== What you should do ==
The word "blade": say how many lines of the data below contain it, and give the number alone.

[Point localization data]
##########

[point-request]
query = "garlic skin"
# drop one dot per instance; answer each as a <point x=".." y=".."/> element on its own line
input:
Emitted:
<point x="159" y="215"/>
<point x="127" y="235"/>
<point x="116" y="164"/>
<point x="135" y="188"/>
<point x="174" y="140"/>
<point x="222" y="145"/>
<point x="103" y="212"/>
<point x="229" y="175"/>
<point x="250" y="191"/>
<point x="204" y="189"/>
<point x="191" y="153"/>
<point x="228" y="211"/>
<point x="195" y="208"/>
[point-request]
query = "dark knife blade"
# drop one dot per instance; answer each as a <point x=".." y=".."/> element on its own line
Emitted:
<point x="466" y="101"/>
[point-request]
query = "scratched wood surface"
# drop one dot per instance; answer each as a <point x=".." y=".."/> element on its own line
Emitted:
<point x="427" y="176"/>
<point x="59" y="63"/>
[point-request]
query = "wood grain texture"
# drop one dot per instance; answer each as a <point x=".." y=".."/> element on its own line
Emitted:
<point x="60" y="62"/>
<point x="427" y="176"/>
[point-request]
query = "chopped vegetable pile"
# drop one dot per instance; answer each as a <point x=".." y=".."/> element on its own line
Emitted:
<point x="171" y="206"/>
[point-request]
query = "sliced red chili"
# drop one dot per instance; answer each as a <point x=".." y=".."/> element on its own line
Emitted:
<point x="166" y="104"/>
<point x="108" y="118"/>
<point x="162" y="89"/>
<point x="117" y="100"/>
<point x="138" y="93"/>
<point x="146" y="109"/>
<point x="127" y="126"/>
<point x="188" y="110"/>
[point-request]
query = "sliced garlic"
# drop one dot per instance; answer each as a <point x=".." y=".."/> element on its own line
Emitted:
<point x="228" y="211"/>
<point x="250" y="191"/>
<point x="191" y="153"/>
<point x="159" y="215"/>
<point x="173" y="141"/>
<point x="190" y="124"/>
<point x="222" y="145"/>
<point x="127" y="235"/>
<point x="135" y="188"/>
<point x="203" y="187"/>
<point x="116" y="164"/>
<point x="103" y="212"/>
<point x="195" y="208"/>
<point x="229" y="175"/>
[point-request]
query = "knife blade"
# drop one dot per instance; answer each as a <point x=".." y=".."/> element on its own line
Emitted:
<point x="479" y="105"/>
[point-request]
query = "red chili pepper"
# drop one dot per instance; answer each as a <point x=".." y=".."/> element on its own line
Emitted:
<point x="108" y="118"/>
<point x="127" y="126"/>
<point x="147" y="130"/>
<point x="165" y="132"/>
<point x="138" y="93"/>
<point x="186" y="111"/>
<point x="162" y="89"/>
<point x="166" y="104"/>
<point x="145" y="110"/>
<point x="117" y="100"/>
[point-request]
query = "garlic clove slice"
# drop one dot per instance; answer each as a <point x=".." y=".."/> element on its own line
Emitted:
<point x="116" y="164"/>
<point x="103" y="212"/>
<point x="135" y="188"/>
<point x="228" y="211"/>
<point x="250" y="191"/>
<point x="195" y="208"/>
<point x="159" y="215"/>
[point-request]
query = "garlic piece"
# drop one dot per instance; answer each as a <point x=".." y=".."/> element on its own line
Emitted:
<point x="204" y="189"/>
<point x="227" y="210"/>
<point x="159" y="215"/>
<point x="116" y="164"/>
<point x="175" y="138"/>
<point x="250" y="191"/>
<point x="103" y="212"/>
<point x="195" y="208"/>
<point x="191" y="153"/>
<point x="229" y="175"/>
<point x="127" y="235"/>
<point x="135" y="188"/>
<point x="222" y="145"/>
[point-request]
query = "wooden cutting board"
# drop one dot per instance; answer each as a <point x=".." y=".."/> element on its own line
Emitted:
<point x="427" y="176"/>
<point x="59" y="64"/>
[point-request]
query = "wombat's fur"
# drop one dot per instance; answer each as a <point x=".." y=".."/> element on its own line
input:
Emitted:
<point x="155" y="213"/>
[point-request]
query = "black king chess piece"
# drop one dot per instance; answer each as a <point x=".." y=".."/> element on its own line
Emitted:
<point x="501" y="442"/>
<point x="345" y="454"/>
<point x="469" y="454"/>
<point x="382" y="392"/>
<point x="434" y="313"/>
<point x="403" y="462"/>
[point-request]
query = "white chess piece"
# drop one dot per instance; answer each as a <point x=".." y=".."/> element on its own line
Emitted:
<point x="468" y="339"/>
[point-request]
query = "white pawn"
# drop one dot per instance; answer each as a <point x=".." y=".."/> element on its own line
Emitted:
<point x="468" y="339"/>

##########

== Solution to the exercise ==
2